Entries for bounding box labeling:
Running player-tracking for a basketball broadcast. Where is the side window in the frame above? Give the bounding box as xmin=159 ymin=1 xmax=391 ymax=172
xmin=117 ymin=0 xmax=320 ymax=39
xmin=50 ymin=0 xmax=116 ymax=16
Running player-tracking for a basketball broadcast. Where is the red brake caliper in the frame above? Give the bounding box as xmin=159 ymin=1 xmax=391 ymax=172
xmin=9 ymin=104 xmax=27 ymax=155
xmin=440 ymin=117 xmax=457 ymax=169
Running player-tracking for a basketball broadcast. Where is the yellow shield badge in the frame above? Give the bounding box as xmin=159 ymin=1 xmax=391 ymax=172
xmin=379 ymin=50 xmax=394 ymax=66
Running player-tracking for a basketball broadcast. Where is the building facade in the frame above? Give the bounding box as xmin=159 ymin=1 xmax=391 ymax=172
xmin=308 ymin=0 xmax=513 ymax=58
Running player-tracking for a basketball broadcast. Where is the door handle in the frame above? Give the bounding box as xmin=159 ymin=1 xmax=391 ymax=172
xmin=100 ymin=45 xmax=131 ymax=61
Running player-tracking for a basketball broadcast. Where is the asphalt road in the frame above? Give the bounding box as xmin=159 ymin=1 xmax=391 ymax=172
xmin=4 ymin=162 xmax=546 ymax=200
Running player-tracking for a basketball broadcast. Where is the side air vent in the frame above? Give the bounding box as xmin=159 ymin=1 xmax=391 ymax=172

**What to work on:** Print every one of these records again, word for word, with nothing changed.

**Result below:**
Running player-tracking for a basketball broadcast. Where is the side window in the frame above? Give the bounding box as xmin=159 ymin=1 xmax=391 ymax=172
xmin=117 ymin=0 xmax=320 ymax=39
xmin=50 ymin=0 xmax=116 ymax=16
Running player-tracking for a basketball broadcast. Where is the red brake caliper in the frame above? Give the bounding box as xmin=159 ymin=1 xmax=391 ymax=172
xmin=9 ymin=104 xmax=27 ymax=155
xmin=440 ymin=117 xmax=457 ymax=169
Running player-tracking for a basketball broadcast. Where is the yellow shield badge in the frame above? Give the bounding box as xmin=159 ymin=1 xmax=391 ymax=172
xmin=379 ymin=50 xmax=394 ymax=66
Running player-tracking for a basketball broadcast. Where is the building facade in the frame above? Give the bounding box as xmin=159 ymin=1 xmax=391 ymax=172
xmin=308 ymin=0 xmax=513 ymax=58
Running player-tracking for a basketball broadcast. Where is the door handle in the frame above? Give the bounding box as xmin=159 ymin=1 xmax=391 ymax=172
xmin=100 ymin=45 xmax=131 ymax=61
Running player-tracking for a basketball broadcast. Where is the asphalt road in the frame above? Give the bounding box as xmin=159 ymin=1 xmax=391 ymax=172
xmin=4 ymin=162 xmax=546 ymax=200
Running player-tracking for a basketball broadcast. Where is the side air vent in the frame above? Give the bounding box as xmin=159 ymin=1 xmax=391 ymax=172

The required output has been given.